[Point labeling examples]
━━━━━━━━━━━━━━━━━━━━━━━━━━━━━━
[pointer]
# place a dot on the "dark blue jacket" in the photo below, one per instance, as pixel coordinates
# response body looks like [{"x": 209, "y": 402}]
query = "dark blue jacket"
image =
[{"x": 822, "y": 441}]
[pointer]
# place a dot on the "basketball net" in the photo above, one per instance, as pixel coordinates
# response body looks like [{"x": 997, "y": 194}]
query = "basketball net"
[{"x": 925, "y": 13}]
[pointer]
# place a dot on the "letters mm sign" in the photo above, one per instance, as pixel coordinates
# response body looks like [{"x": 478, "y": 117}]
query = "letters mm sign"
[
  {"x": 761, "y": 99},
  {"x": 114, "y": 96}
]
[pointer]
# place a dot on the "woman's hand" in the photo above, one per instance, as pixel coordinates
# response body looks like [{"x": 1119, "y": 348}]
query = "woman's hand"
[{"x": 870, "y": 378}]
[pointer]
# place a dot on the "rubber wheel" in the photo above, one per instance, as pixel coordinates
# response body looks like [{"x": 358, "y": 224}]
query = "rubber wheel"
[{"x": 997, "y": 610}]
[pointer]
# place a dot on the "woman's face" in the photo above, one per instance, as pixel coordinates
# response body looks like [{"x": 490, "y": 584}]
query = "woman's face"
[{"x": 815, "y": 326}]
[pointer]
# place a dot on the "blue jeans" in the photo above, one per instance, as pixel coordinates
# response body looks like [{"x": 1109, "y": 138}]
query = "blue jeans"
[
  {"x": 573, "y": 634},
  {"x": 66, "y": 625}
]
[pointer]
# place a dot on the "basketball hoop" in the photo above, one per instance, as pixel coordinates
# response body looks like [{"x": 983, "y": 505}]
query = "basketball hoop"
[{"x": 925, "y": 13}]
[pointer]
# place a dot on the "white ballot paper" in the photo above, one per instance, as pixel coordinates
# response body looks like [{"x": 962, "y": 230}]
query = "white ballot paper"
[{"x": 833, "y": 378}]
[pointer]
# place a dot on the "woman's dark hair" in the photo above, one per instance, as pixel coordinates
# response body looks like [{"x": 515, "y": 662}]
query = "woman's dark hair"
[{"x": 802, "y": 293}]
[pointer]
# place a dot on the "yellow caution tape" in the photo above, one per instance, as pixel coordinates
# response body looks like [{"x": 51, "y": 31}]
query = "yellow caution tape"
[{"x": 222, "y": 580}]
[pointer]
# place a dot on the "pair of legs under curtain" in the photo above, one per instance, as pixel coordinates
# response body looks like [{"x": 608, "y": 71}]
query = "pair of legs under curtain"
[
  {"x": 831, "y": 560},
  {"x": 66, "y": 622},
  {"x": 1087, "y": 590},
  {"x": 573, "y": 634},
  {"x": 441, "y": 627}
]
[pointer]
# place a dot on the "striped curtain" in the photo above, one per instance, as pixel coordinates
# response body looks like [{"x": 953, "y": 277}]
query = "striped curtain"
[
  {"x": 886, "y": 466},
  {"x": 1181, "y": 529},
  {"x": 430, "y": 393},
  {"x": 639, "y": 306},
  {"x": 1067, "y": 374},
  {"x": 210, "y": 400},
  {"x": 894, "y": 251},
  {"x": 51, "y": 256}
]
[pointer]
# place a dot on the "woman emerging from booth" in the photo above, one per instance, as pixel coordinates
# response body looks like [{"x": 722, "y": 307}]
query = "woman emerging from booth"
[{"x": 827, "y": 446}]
━━━━━━━━━━━━━━━━━━━━━━━━━━━━━━
◆ STATED EXERCISE
Extract each entry in full, exactly as given.

◆ WRITTEN ANSWER
[pointer]
# place a dot on the "dark blue jacket" in the photo below, one per instance, as pixel coordinates
# response body looks like [{"x": 209, "y": 402}]
query = "dark blue jacket"
image =
[{"x": 822, "y": 441}]
[pointer]
# place a dot on the "basketball net" in the photo above, one per instance, as pixel coordinates
# response body looks like [{"x": 997, "y": 194}]
query = "basketball net"
[{"x": 925, "y": 13}]
[pointer]
# place a dot on the "letters mm sign" in the photo above, one per instance, as pixel coordinates
# response body looks like [{"x": 478, "y": 117}]
query = "letters mm sign"
[
  {"x": 761, "y": 99},
  {"x": 114, "y": 96}
]
[pointer]
# place a dot on the "woman's hand" in the photo above, one per instance, as pixel coordinates
# response body looks like [{"x": 1119, "y": 348}]
query = "woman's hand"
[{"x": 870, "y": 378}]
[pointer]
# place a dot on the "rubber wheel" in the photo above, one per instance, as pixel coordinates
# response body looks like [{"x": 358, "y": 224}]
query = "rubber wheel"
[{"x": 997, "y": 610}]
[pointer]
# place a dot on the "woman's face" in the photo above, one per instance, as pixel coordinates
# response body looks like [{"x": 490, "y": 584}]
query = "woman's face"
[{"x": 815, "y": 326}]
[pointer]
# place a dot on the "blue jeans" in the photo above, one per instance, as pixel coordinates
# response body looks like [{"x": 1109, "y": 138}]
query = "blue jeans"
[
  {"x": 573, "y": 634},
  {"x": 66, "y": 625}
]
[pointer]
# place a dot on the "basketball hoop" in the photo above, one per instance, as pixel coordinates
# response body looks like [{"x": 983, "y": 505}]
query = "basketball hoop"
[{"x": 925, "y": 13}]
[pointer]
# place a dot on the "white ballot paper" in the photo above, one per instance, as pixel coordinates
# response body looks like [{"x": 962, "y": 230}]
query = "white ballot paper"
[{"x": 833, "y": 378}]
[pointer]
# place a dot on the "woman's dark hair" in the photo above, one per instance, as pixel coordinates
# response body looks like [{"x": 515, "y": 662}]
query = "woman's dark hair"
[{"x": 802, "y": 293}]
[pointer]
# place a dot on the "yellow caution tape" in the photo above, one per instance, as pixel coordinates
# response body looks like [{"x": 51, "y": 31}]
query = "yellow caution tape"
[{"x": 222, "y": 580}]
[pointer]
# place a dot on the "pair of legs under curtain" in the photo above, one per instance, as pixel coordinates
# response body looks like [{"x": 608, "y": 71}]
query = "pair of legs under curtain"
[
  {"x": 831, "y": 560},
  {"x": 66, "y": 622},
  {"x": 1087, "y": 590},
  {"x": 573, "y": 634},
  {"x": 441, "y": 627}
]
[pointer]
# place a dot on the "striped curtain" in the photo above, one per instance, as pixel coordinates
# response body looks like [{"x": 953, "y": 277}]
query = "striped curtain"
[
  {"x": 886, "y": 466},
  {"x": 1181, "y": 529},
  {"x": 430, "y": 393},
  {"x": 639, "y": 306},
  {"x": 1067, "y": 374},
  {"x": 210, "y": 400},
  {"x": 894, "y": 251},
  {"x": 51, "y": 256}
]
[pointer]
# place a dot on the "woman emerging from booth" in the photo above, one per instance, as pixel coordinates
# response body looks like [{"x": 722, "y": 307}]
query = "woman emerging from booth"
[{"x": 827, "y": 446}]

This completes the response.